:: TEXT ::
---*---
Funny Face is a 1927 musical composed by George Gershwin, with lyrics by Ira Gershwin, and book by Fred Thompson and Paul Gerard Smith. When it opened on Broadway on November 22, 1927, as the first show performed in the newly built Alvin Theatre, it starred Fred Astaire and his sister Adele Astaire. It was in this show that Astaire first danced in evening clothes and a top hat.

Originally called Smarty, it first opened in Philadelphia on October 11, 1927, to poor reviews. This led to major rewrites and caused critic-humorist Robert Benchley, who had contributed to the script, to walk out. The rewrites and changes continued as the musical moved from Philadelphia to Washington, D.C. (October 31); to Atlantic City (November 7); to Wilmington (November 14); before reaching Broadway and the Alvin Theatre on November 22, now renamed Funny Face. It became a major Broadway hit, and after 244 performances, the whole company transferred it to London, where Fred and Adele Astaire had had a successful run of Lady, Be Good! just before starting the rehearsals of Smarty in Philadelphia.
---*---
:: DATASET EXTRACT ::
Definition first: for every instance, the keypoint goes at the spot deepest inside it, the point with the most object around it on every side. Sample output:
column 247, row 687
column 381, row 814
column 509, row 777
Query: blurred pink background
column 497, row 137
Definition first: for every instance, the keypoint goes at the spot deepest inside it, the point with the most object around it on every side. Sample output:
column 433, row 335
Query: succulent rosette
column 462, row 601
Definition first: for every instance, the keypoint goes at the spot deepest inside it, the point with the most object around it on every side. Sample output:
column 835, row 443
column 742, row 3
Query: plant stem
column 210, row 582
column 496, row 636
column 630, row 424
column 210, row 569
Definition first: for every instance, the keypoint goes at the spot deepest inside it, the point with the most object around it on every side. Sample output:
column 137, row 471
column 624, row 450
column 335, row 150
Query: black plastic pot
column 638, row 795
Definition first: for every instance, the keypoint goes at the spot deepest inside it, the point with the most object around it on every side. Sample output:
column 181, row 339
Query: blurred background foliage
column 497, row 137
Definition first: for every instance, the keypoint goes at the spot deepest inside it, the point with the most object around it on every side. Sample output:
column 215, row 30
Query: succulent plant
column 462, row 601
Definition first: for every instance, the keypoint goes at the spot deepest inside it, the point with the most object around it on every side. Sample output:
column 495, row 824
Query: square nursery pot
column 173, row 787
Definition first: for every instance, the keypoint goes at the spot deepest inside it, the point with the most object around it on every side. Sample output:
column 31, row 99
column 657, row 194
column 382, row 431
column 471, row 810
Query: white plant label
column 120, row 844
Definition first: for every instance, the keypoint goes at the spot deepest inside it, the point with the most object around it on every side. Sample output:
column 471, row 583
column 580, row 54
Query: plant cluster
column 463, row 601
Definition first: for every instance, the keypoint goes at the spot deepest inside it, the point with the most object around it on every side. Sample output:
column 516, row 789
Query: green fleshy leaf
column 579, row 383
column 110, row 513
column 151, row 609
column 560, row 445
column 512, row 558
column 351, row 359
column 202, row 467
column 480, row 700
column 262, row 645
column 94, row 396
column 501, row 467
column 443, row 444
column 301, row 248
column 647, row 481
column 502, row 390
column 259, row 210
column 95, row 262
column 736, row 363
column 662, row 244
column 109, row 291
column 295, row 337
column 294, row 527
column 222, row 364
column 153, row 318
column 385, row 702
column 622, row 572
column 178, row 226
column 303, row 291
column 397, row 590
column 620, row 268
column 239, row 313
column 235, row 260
---*---
:: APPLY WHAT YOU READ ::
A: According to the Funny Face text, where did the show open on Broadway?
B: Return the part of the Funny Face text starting at "Originally called Smarty, it" and ending at "Smarty in Philadelphia.".
C: Decide whether each statement agrees with the Funny Face text, and back each yes or no with a quote from it: (i) The show was first called Smarty. (ii) The show opened in Philadelphia to strong reviews. (iii) The company took the show to London after 244 performances.
The rows have no part in this.

:: RESPONSES IN ORDER ::
A: At the newly built Alvin Theatre.

B:
Originally called Smarty, it first opened in Philadelphia on October 11, 1927, to poor reviews. This led to major rewrites and caused critic-humorist Robert Benchley, who had contributed to the script, to walk out. The rewrites and changes continued as the musical moved from Philadelphia to Washington, D.C. (October 31); to Atlantic City (November 7); to Wilmington (November 14); before reaching Broadway and the Alvin Theatre on November 22, now renamed Funny Face. It became a major Broadway hit, and after 244 performances, the whole company transferred it to London, where Fred and Adele Astaire had had a successful run of Lady, Be Good! just before starting the rehearsals of Smarty in Philadelphia.

C:
(i) Yes: "Originally called Smarty"
(ii) No: "it first opened in Philadelphia on October 11, 1927, to poor reviews"
(iii) Yes: "after 244 performances, the whole company transferred it to London"